I think maybe if your eye is twitching, the writing you are twitching over really isn't that great. Could that be?

I'm not sure. I'm reluctant to dismiss a good writer--who not only words things beautifully, but thinks with wonderful insight and care about who the characters are and what they would do--who doesn't like B/A, but took serious time and effort to write it and to write it well--as having written the pairing sub-par merely because it didn't sell me on B/A.

I'm not the authority on the characters and pairings I love. That's, of course, one of the cool things about it: my B/A is not your B/A is not Whedon's B/A. But when I see B/A (or any pairing or character I really care about) that is a serious attempt at acknowledging, respecting, and honoring B/A, and yet at the same time gives me the impression that this author really doesn't understand what people who love B/A love about it, or what *I* think it's really about--it makes my stomach lurch. Is it bad writing because I recieved that impression from it? Possibly, but I'm more inclined to credit that to a difference in view point between me and the author.

And yet, that simple difference in view point, while in my head I'm *glad* to have it, in my stomach, when I'm reading it, it's hard to take. It makes me want to say, "This IS bad writing! This author just doesn't UNDERSTAND!" When really, it is myself who is being small minded. Or, you know, small stomached.

DATASET EXTRACT:
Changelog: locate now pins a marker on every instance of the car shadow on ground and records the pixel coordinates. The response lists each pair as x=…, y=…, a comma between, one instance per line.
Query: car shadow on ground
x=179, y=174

STATED GOAL 1:
In the passage on B/A fan writing, what happens to the writer's stomach on seeing a serious B/A story whose author seems not to understand what people love about the pairing?
STATED GOAL 2:
Reproduce the stretch of the passage on B/A fan writing from "I think maybe" through "sell me on B/A.".

FINAL RESULT 1:
It makes the writer's stomach lurch.

FINAL RESULT 2:
I think maybe if your eye is twitching, the writing you are twitching over really isn't that great. Could that be?

I'm not sure. I'm reluctant to dismiss a good writer--who not only words things beautifully, but thinks with wonderful insight and care about who the characters are and what they would do--who doesn't like B/A, but took serious time and effort to write it and to write it well--as having written the pairing sub-par merely because it didn't sell me on B/A.